> [Выполните задание]: Извлеките дословно из текста о метафизике и рассудке отрывок начиная со слов «Далее. Если мне» и заканчивая словами «стр. 59 и 60).».

> [Текст для чтения]:
================

Далее. Если мне нужен стакан сейчас как инструмент для питья, то мне совершенно не важно знать, вполне ли цилиндрическая его форма и действительно ли он сделан из стекла, но зато важно, чтобы в дне не было трещины, чтобы нельзя было поранить губы, употребляя этот стакан, и т. д. Если же мне нужен стакан не для питья, а для такого употребления, для которого годен всякий стеклянный цилиндр, тогда для меня годится и стакан с трещиной в дне или даже вовсе без дна и т. д.». («Речь о профсоюзах», том XVIII, ч. 1, стр. 59 и 60).

Этим примером тов. Ленин показывает, что каждый предмет входит в бесконечное число отношений с внешним миром, что эти отношения неисчерпаемы. Для практики, для действия мы ограничиваем связи предмета и выдвигаем только те их них, которые соответствуют поставленной нами цели, а на остальное бесконечное число связей мы никакого внимания не обращаем.

Метафизик же хочет простым определением исчерпать бесчисленные отношения, хочет объять необъятное. Гегель пишет: «Содержание сказуемых ограничено, и очевидно уже, что оно несоразмерно богатству наших представлений о предметах, которые оно должно выражать» (Энциклопедия, § 29). В этом он видит первый недостаток метафизики и прибавляет: «Восточные народы хотели избежать первого недостатка, давая богу много имен, но число этих-имен долженствовало быть бесконечно». Ум не удовлетворялся ни одним из этих конечных определений. Желая проникнуть в сущность души и ставя себе вопрос: есть ли душа простое или сложное существо, метафизика занималась явно безнадежным делом, ибо такая постановка вопроса заранее отделяет непроходимой пропастью простое от сложного, предполагает, что простое существо исключает из себя сложность и существует независимо, раздельно от нее. Метафизика строит свои понятия на «здравом смысле», на рассудке. Рассудок же принимает отдельные отвлеченные части целого за самостоятельные определения, а если и связывает их, то чисто внешним образом, механически, ставя одно рядом с другим, но не совмещая их в конкретном единстве. Получается в лучшем случае искусственная, механическая связка, но не конкретная целостность, не живое, активное единство. «Ни механическое сложение костей, хрящей, мышц, тканей и т. д., ни химическое сложение элементов не составляет еще животного» (Энгельс).

================

> [Извлечённые записи]:

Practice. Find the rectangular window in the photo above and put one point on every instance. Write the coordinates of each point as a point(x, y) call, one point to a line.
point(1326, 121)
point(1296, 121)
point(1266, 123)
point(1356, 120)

================

> [Результат]:
Далее. Если мне нужен стакан сейчас как инструмент для питья, то мне совершенно не важно знать, вполне ли цилиндрическая его форма и действительно ли он сделан из стекла, но зато важно, чтобы в дне не было трещины, чтобы нельзя было поранить губы, употребляя этот стакан, и т. д. Если же мне нужен стакан не для питья, а для такого употребления, для которого годен всякий стеклянный цилиндр, тогда для меня годится и стакан с трещиной в дне или даже вовсе без дна и т. д.». («Речь о профсоюзах», том XVIII, ч. 1, стр. 59 и 60).